Top of INPUT DATA
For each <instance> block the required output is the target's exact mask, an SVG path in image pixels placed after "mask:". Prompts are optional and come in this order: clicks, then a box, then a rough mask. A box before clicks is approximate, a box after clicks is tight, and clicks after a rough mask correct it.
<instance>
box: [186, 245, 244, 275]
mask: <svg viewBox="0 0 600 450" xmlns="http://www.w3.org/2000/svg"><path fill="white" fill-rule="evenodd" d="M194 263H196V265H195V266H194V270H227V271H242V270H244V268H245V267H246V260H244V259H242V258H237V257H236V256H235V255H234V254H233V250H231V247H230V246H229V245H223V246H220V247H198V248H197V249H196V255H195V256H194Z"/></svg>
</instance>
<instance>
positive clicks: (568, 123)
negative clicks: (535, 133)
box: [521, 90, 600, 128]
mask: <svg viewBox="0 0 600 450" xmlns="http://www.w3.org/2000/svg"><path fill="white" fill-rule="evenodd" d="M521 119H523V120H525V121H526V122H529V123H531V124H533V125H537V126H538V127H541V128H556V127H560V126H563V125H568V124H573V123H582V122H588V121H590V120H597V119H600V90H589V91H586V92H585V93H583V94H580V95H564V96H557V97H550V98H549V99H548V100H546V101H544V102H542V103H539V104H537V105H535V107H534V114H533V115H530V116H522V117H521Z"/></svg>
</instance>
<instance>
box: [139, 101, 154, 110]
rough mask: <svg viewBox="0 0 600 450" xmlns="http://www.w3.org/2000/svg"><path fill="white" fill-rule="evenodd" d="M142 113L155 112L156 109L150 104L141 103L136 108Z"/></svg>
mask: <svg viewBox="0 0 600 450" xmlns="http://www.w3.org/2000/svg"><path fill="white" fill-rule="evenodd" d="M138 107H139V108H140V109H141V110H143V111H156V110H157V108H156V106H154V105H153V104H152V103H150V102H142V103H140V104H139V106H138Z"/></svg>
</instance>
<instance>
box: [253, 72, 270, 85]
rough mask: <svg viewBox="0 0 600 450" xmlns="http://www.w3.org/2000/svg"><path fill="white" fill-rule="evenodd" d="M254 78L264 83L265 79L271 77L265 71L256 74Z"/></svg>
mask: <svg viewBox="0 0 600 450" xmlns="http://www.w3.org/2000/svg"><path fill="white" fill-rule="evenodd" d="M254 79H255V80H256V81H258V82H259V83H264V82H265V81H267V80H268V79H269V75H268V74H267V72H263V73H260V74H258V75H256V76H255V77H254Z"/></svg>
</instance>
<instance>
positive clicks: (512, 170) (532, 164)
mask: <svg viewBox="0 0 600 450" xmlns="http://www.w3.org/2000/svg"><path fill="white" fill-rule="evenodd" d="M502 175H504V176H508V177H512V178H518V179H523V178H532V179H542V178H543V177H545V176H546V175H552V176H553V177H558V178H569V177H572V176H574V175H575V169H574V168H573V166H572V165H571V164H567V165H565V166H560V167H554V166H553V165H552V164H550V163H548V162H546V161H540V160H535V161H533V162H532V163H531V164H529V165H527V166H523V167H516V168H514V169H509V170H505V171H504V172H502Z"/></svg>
Bottom of INPUT DATA
TRY IT –
Rewrite the records above, changing every "rough mask" to "coarse mask" and leaving everything else untouched.

FINISHED TASK –
For each <instance> block the required output is the target's exact mask, an SVG path in image pixels placed after "mask:". Prompts are optional and come in this order: clicks, then a box, then a coarse mask. A box before clicks is approximate, a box after clicks is tight, and clicks after a coarse mask correct it.
<instance>
box: [186, 245, 244, 275]
mask: <svg viewBox="0 0 600 450" xmlns="http://www.w3.org/2000/svg"><path fill="white" fill-rule="evenodd" d="M194 263H196V265H195V266H194V270H227V271H242V270H244V268H245V267H246V260H244V259H242V258H237V257H236V256H235V255H234V254H233V250H231V247H230V246H229V245H223V246H220V247H198V248H197V249H196V255H195V256H194Z"/></svg>
</instance>
<instance>
positive clicks: (568, 123)
negative clicks: (535, 133)
box: [521, 90, 600, 128]
mask: <svg viewBox="0 0 600 450" xmlns="http://www.w3.org/2000/svg"><path fill="white" fill-rule="evenodd" d="M521 119H523V120H525V121H526V122H529V123H531V124H533V125H537V126H538V127H541V128H556V127H560V126H563V125H568V124H573V123H582V122H588V121H590V120H597V119H600V90H589V91H586V92H585V93H583V94H580V95H564V96H557V97H550V98H549V99H548V100H546V101H544V102H542V103H539V104H537V105H535V107H534V114H533V115H530V116H522V117H521Z"/></svg>
</instance>
<instance>
box: [139, 101, 154, 110]
coarse mask: <svg viewBox="0 0 600 450" xmlns="http://www.w3.org/2000/svg"><path fill="white" fill-rule="evenodd" d="M142 113L155 112L156 109L150 104L141 103L136 108Z"/></svg>
mask: <svg viewBox="0 0 600 450" xmlns="http://www.w3.org/2000/svg"><path fill="white" fill-rule="evenodd" d="M138 107H139V108H140V109H141V110H143V111H156V110H157V108H156V106H154V105H153V104H152V103H150V102H142V103H140V104H139V106H138Z"/></svg>
</instance>
<instance>
box: [253, 72, 270, 85]
coarse mask: <svg viewBox="0 0 600 450" xmlns="http://www.w3.org/2000/svg"><path fill="white" fill-rule="evenodd" d="M254 78L264 83L265 79L271 77L265 71L256 74Z"/></svg>
mask: <svg viewBox="0 0 600 450" xmlns="http://www.w3.org/2000/svg"><path fill="white" fill-rule="evenodd" d="M254 79H255V80H256V81H258V82H259V83H264V82H265V81H267V80H268V79H269V75H268V74H267V72H263V73H260V74H258V75H256V76H255V77H254Z"/></svg>
</instance>
<instance>
positive clicks: (512, 170) (532, 164)
mask: <svg viewBox="0 0 600 450" xmlns="http://www.w3.org/2000/svg"><path fill="white" fill-rule="evenodd" d="M502 175H504V176H508V177H512V178H518V179H523V178H532V179H542V178H543V177H545V176H546V175H552V176H553V177H558V178H569V177H572V176H574V175H575V169H574V168H573V166H572V165H571V164H567V165H565V166H560V167H554V166H553V165H552V164H550V163H548V162H546V161H540V160H535V161H533V162H532V163H531V164H529V165H527V166H523V167H516V168H514V169H509V170H505V171H504V172H502Z"/></svg>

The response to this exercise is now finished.